- _Requirement 1_
Answer these questions about the assembly note:
(a) Which general-purpose register is marked as holding the system call number or return value?
(b) Which jump instruction does not need to be preceded by a comparison?
(c) What is substituted for any variable left out of the general memory address form?

- _Document extract_
— Start —

Nov 23, 2017

[assembly] note

Reference:
http://www.cs.virginia.edu/~evans/cs216/guides/x86.html
http://x86.renejeschke.de/
http://programminggroundup.blogspot.com/


registers:

general registers
    where the main action happens. Addition, subtraction, multiplication,
comparisions, and other operations generally use general-purpose registers for
processing.

On x86 processors, there are several general-purpose registers:
  • %eax  // System call number or Return value
  • %ebx
  • %ecx
  • %edx
  • %edi
  • %esi


Working with 2 bytes for register:

  • %eax
  • least-significant half:
    • %ax
      • %al least-significant byte
      • %ah most significant byte


special-purpose registers, including:
  • %ebp # base pointer register.  used for accessing function parameters and local variables. 
  • %esp # stack register, %esp, always contains a pointer to the current top of the stack, wherever it is.
  • %eip # instruction pointer, point to the start of the function.
  • %eflags

Jump:

  • je  #Jump if the values were equal
  • jg  #Jump if the second value was greater than the first value
  • jge #Jump if the second value was greater than or equal to the first value
  • jl  #Jump if the second value was less than the first value
  • jle #Jump if the second value was less than or equal to the first value
  • jmp #Jump no matter what. This does not need to be preceeded by a comparison.

There are several different types of memory locations:
  • .byte
  • .int
  • .long
  • .ascii
    Characters each take up one storage location (they are converted into bytes internally). 
    The last character is represented by \0


Data Accessing Methods / Addressing Modes:

The general form of memory address references:

# All of the fields are optional. 
# All of the addressing modes can be represented in this fashion except immediate-mode 
ADDRESS_OR_OFFSET (%BASE_OR_OFFSET, %INDEX, MULTIPLIER)

(If any of the variable is left out, it is just substituted with zero in the equation.)

— End —

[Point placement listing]
— Start —

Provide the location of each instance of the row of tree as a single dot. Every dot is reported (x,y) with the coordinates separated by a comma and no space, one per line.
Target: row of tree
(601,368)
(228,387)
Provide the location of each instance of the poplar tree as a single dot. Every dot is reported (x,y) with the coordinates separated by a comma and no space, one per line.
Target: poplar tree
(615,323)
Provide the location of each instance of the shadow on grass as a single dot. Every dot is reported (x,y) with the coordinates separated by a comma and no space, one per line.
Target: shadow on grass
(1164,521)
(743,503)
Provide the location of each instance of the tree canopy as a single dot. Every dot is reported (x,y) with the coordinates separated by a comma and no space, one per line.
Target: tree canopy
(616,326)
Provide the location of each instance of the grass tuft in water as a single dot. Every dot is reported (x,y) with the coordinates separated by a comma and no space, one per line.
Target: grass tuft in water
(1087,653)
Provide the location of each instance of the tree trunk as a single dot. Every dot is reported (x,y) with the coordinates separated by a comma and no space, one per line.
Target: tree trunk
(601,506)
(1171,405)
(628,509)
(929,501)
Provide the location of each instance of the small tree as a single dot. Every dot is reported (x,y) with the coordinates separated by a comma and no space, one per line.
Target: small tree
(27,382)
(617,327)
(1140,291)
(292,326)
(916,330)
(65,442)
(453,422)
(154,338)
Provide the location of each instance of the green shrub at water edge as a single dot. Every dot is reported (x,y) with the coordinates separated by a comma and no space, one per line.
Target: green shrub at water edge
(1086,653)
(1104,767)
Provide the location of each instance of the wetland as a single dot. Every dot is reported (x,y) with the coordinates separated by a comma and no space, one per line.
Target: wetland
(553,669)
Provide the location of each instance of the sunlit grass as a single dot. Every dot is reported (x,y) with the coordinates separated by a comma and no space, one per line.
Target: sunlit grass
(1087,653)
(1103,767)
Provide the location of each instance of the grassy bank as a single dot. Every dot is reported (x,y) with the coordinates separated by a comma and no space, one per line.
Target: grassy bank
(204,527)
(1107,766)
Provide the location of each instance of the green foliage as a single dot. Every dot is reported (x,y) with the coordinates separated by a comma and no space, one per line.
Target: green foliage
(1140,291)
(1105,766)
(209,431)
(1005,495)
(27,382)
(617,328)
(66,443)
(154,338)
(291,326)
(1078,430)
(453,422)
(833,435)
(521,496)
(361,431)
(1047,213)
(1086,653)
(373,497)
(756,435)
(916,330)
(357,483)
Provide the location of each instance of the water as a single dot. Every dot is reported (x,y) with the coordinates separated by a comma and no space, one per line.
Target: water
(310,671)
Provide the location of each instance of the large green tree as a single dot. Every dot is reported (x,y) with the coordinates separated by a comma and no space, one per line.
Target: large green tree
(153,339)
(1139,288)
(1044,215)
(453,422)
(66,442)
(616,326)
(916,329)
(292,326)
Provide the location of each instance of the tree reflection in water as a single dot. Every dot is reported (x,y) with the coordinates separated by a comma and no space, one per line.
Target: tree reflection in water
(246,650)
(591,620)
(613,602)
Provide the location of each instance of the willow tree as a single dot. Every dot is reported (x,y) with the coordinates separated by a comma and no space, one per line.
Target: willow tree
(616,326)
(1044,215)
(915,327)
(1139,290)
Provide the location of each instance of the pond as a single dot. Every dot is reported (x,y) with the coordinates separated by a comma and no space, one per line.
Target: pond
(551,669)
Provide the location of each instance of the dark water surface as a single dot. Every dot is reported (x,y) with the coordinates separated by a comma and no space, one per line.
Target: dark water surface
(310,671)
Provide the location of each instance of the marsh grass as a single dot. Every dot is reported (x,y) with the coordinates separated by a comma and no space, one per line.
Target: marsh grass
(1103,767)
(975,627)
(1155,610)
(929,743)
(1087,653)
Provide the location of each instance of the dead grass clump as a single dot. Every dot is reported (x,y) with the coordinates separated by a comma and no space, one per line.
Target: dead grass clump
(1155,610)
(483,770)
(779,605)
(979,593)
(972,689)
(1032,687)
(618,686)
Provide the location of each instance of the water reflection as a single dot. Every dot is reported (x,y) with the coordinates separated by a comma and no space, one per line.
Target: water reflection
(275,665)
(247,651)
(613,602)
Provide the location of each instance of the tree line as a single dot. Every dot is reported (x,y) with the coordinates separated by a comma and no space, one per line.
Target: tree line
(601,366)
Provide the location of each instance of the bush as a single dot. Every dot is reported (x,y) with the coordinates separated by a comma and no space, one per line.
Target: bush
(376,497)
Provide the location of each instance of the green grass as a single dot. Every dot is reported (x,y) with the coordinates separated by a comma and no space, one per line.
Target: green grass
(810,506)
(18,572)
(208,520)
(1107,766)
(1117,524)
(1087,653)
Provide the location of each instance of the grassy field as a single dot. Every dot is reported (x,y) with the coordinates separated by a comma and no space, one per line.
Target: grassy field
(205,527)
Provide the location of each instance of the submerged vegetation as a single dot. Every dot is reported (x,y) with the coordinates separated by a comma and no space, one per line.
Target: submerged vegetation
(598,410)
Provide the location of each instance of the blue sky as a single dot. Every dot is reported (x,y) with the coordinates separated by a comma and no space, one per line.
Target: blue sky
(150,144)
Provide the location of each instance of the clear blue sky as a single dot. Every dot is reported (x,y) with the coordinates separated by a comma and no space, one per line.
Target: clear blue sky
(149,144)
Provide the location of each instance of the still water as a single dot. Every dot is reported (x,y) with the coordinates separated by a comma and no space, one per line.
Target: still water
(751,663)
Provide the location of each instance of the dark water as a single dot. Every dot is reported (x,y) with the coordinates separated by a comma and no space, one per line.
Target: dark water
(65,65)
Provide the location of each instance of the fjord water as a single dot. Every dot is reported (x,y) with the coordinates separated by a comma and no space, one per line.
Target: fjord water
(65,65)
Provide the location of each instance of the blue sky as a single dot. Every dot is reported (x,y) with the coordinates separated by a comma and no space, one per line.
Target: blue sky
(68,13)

— End —

- _Requirement 2_
Transcribe the point placement listing word for word, beginning at the line that contains "Provide the location of each instance of the fjord" and stopping at the end of the listing.

- _Problem solution 1_
(a) %eax
(b) jmp
(c) Zero

- _Problem solution 2_
Provide the location of each instance of the fjord water as a single dot. Every dot is reported (x,y) with the coordinates separated by a comma and no space, one per line.
Target: fjord water
(65,65)
Provide the location of each instance of the blue sky as a single dot. Every dot is reported (x,y) with the coordinates separated by a comma and no space, one per line.
Target: blue sky
(68,13)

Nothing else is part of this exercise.